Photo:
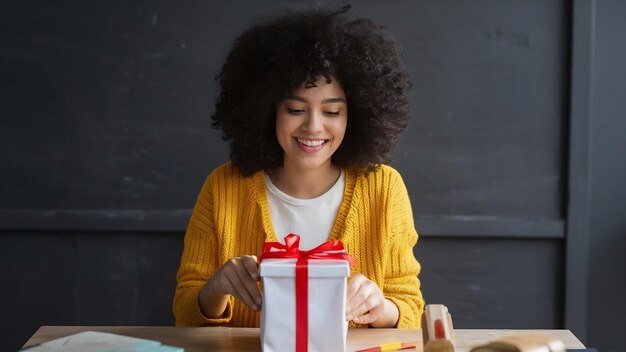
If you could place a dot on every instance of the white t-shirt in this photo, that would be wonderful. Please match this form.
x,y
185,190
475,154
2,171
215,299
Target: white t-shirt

The problem –
The material above should be printed again exactly, with each picture left out.

Exercise result –
Photo:
If you could place a dot on every instance of the white t-shirt in this photo, that would be wonderful. Please match this form.
x,y
185,190
475,154
2,171
215,299
Target: white t-shirt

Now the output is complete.